Ordre de travail A
D'après le texte d'hommage à Bruno Mendonça, qui assure le commissariat de l'exposition au musée de Gap ?
Ordre de travail B
Transcrivez sans modification le passage du texte d'hommage à Bruno Mendonça qui va de « ou Intervention insensée. » jusqu'à « les matières ? ».

Texte fourni
┄┄┄┄┄┄
MARCEL ALOCCO
Ce texte s’inscrit dans l’hommage rendu à Bruno Mendonça. Il figure dans Bruno Mendonça, bâtisseur d’aléatoire, Fage.editions ed. 2010, catalogue de l’exposition de l’artiste au musée de Gap sous le commissariat de Frédérique Verlinden. .
ou Aux mots noyés dans la peinture…
ou Corps morts à remettre en oxygénation.
ou Intervention insensée.
ou Par associations d’idées, Monsieur Freud…
ou Une fois encore, 24 chapitres !
ou Le livre hypothétique.
ou De ce que beaucoup c’est bien peu si c’est tout.
1. Tentative de fouille archéologique dans les œuvres de Bruno Mendonça. Étagées, feuilles sur feuilles. Etagères. Mots coincés entre, ensevelis dans les matières ?
┄┄┄┄┄┄
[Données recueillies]
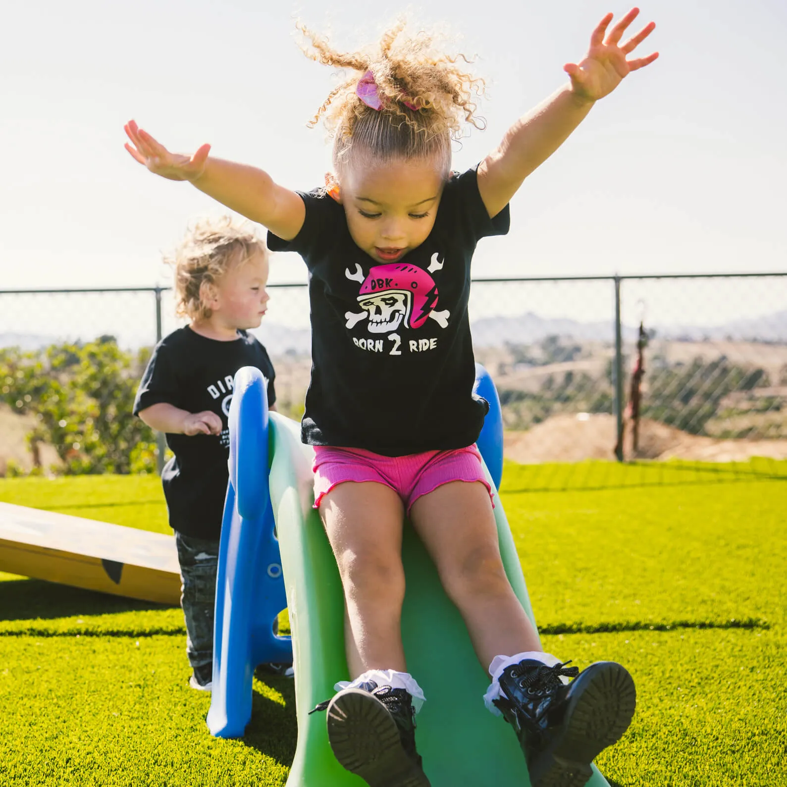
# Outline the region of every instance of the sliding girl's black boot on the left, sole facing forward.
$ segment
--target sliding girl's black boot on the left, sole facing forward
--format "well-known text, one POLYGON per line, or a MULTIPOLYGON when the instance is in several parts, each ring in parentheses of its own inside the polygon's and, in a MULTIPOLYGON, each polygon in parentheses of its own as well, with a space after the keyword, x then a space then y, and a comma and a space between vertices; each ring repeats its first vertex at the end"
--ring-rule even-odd
POLYGON ((324 710, 328 741, 342 767, 370 787, 430 787, 416 752, 412 696, 405 689, 369 681, 314 709, 324 710))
┄┄┄┄┄┄
Corrigé détaillé A
Frédérique Verlinden.

Corrigé détaillé B
ou Intervention insensée.
ou Par associations d’idées, Monsieur Freud…
ou Une fois encore, 24 chapitres !
ou Le livre hypothétique.
ou De ce que beaucoup c’est bien peu si c’est tout.
1. Tentative de fouille archéologique dans les œuvres de Bruno Mendonça. Étagées, feuilles sur feuilles. Etagères. Mots coincés entre, ensevelis dans les matières ?